PROBLEM DETAILS: Rewrite every line of the records below, from the line with "Drop a pin on every instance of the sky" to the line with "x=319, y=181", and offset each coordinate in the answers by adding 130 to it.

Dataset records
"""
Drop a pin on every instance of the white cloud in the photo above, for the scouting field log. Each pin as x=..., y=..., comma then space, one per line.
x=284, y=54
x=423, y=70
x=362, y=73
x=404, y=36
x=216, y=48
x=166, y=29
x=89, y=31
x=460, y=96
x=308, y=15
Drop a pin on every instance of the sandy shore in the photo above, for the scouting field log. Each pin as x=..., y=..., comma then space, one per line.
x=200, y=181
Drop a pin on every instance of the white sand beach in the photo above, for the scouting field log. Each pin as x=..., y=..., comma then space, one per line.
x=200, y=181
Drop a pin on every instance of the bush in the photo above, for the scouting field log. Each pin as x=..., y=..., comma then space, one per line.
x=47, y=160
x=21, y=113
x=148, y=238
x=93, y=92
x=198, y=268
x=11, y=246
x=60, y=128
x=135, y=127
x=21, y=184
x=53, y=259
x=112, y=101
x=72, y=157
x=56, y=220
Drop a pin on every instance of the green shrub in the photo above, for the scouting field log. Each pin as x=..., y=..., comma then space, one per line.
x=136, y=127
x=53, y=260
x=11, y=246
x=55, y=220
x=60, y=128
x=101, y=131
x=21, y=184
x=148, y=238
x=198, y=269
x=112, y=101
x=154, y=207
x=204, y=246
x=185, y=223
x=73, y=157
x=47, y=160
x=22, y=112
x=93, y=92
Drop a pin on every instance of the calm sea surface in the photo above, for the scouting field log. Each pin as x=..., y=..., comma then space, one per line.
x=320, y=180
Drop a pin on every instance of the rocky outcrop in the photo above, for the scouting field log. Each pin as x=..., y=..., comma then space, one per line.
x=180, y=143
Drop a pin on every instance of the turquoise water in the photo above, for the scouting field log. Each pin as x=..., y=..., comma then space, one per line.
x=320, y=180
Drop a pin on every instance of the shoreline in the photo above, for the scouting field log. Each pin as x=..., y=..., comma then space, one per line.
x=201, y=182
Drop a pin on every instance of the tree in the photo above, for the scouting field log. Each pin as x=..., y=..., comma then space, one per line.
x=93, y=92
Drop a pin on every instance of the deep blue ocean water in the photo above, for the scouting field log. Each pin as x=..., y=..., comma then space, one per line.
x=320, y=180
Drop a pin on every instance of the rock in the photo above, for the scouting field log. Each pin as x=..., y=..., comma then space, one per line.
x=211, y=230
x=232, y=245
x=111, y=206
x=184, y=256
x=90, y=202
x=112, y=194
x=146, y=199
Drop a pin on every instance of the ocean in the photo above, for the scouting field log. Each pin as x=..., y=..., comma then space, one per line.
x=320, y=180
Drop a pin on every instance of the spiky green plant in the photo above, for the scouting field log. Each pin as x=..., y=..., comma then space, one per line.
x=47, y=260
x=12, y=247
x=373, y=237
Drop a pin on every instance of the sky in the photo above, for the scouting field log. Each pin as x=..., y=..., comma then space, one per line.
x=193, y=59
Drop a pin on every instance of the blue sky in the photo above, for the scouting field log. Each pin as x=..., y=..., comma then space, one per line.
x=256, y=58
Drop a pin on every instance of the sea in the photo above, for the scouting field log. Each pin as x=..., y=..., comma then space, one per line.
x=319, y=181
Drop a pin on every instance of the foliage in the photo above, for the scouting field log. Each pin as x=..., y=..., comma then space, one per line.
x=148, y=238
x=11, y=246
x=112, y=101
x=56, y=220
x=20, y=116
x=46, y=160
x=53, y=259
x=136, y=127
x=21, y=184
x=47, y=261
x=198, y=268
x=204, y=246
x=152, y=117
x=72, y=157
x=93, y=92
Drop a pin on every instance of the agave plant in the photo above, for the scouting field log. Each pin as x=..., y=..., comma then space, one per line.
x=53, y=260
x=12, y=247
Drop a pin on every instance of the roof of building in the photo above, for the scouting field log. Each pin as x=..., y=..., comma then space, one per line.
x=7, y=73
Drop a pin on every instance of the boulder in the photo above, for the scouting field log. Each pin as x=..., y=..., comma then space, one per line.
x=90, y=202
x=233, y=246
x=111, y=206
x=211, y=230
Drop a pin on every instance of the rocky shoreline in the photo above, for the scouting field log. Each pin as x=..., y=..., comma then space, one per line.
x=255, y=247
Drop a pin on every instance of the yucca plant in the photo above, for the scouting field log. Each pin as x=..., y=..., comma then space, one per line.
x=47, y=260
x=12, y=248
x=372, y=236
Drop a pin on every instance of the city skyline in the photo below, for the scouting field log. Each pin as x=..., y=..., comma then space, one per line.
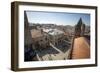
"""
CORRECT OUTPUT:
Drop a pin on every instance of the sky in the photo above, for the scouting field log. Each pin as x=..., y=..., comma then space, one per line.
x=323, y=189
Drop a pin on every instance of the blue sky in the photo above, for the scouting field log. Each pin as x=..., y=..., comma then space, one per line.
x=386, y=188
Drop a pin on every instance of the sea in the photo above, for the scouting field log. Each pin as x=..., y=..., comma then space, one per line.
x=449, y=311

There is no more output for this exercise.